= Stated problem =
Exactly and only the lines from the one containing "[point] crouching worker" through the close of the entries below are to be set down.

= Source records =
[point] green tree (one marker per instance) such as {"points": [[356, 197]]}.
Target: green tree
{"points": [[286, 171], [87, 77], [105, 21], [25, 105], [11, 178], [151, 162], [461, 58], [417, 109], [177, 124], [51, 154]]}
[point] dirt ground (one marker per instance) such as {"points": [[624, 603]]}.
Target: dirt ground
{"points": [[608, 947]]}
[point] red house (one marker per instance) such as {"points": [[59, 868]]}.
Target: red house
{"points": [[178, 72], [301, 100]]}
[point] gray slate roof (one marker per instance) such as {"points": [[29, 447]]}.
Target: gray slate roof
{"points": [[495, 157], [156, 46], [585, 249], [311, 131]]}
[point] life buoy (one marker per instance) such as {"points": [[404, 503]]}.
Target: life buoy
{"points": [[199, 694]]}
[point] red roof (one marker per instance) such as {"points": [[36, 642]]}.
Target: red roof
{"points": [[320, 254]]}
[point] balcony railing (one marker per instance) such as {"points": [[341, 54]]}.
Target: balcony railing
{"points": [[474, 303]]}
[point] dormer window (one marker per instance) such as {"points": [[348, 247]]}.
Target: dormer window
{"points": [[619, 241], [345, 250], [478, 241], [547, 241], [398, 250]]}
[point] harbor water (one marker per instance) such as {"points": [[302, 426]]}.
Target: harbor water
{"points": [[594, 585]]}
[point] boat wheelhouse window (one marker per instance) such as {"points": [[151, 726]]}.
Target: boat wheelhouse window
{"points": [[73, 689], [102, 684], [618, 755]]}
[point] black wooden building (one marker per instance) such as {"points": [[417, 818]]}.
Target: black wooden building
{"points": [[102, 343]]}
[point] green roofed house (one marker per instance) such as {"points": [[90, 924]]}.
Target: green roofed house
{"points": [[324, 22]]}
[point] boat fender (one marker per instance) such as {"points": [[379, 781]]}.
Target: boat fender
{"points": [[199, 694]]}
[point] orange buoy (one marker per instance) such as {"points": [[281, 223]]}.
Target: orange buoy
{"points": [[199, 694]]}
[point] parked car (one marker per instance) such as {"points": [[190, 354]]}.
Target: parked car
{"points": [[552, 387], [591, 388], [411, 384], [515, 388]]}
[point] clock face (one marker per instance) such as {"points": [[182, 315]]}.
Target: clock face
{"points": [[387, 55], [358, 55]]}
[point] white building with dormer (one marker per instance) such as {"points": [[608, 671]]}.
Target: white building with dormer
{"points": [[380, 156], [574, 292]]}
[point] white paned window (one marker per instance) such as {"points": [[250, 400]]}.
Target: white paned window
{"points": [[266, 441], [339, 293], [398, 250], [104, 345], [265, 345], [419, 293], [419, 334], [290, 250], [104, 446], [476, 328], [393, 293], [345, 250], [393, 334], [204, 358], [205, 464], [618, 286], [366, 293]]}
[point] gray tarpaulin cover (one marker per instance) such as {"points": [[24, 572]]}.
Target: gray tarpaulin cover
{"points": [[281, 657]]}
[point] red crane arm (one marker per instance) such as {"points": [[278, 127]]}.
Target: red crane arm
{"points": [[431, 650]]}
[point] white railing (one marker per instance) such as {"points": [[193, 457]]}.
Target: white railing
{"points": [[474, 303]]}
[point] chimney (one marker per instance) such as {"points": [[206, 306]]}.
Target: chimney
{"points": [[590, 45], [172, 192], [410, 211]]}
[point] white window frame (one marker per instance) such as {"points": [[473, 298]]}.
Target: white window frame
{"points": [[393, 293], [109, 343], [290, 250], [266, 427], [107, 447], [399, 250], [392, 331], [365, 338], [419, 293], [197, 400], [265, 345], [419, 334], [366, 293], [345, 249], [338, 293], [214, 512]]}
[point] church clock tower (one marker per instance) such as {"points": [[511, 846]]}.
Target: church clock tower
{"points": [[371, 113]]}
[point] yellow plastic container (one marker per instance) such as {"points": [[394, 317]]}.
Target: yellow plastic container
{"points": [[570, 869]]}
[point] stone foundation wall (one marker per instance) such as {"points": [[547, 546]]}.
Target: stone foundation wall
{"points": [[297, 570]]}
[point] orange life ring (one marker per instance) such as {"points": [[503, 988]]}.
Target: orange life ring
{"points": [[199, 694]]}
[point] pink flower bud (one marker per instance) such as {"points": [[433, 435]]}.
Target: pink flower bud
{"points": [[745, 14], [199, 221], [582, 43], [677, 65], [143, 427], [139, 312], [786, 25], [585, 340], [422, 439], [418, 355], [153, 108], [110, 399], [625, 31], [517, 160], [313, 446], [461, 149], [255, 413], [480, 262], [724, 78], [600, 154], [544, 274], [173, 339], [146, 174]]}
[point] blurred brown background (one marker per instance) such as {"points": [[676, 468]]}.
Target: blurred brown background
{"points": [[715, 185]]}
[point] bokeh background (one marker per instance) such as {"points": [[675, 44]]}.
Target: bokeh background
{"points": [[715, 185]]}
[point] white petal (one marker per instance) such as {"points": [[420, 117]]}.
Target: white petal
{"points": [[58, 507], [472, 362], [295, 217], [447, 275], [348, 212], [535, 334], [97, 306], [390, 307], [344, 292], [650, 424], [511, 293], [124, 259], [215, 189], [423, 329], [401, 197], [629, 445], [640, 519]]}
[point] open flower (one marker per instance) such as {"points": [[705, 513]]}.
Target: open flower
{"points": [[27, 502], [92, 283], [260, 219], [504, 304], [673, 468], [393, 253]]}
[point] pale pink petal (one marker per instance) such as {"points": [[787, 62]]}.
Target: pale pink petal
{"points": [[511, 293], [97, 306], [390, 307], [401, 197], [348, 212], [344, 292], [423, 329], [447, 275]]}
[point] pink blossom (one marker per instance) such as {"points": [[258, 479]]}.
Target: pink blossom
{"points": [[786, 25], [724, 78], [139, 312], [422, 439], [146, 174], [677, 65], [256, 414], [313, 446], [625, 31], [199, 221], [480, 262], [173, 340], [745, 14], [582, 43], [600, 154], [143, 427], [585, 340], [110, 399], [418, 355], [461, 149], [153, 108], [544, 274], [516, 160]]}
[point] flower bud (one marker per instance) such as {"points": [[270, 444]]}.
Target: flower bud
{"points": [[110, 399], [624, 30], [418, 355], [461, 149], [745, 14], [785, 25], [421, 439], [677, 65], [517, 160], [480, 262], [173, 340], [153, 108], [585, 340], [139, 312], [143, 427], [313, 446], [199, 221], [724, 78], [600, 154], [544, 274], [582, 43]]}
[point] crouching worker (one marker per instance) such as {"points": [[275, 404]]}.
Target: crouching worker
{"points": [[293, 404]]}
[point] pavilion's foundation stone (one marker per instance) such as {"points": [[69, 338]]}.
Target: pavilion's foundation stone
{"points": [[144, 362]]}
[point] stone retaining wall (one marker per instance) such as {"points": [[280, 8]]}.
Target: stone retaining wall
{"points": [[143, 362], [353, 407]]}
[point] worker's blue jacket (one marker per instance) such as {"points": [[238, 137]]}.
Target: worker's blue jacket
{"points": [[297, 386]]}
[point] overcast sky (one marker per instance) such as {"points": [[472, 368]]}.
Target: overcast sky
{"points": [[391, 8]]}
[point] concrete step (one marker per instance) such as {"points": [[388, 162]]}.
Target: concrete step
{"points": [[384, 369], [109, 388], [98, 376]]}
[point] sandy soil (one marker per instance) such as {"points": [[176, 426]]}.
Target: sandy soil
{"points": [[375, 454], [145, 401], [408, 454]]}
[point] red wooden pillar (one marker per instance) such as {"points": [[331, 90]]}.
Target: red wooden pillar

= Exercise response =
[point] crouching worker (one marker per instance) such as {"points": [[275, 404]]}.
Target: crouching worker
{"points": [[293, 404]]}
[point] pavilion's foundation stone (one marker per instance) such as {"points": [[69, 338]]}.
Target: pavilion's foundation stone
{"points": [[144, 362]]}
[point] stone retaining wall (one marker per instance) such as {"points": [[280, 8]]}.
Target: stone retaining wall
{"points": [[143, 362], [353, 407]]}
[point] worker's blue jacket (one marker per instance) such as {"points": [[238, 137]]}.
Target: worker's blue jacket
{"points": [[297, 386]]}
[point] overcast sky (one marker per instance) such as {"points": [[472, 368]]}.
Target: overcast sky
{"points": [[391, 8]]}
[point] concrete step (one marker per instance) such as {"points": [[388, 162]]}.
Target: concrete step
{"points": [[384, 369], [109, 388], [98, 376]]}
[point] sandy soil (one marker per instance) such as {"points": [[176, 426]]}.
Target: sandy soil
{"points": [[375, 454], [145, 401], [408, 454]]}
[point] red wooden pillar (one marker per instance) such as {"points": [[331, 90]]}.
Target: red wooden pillar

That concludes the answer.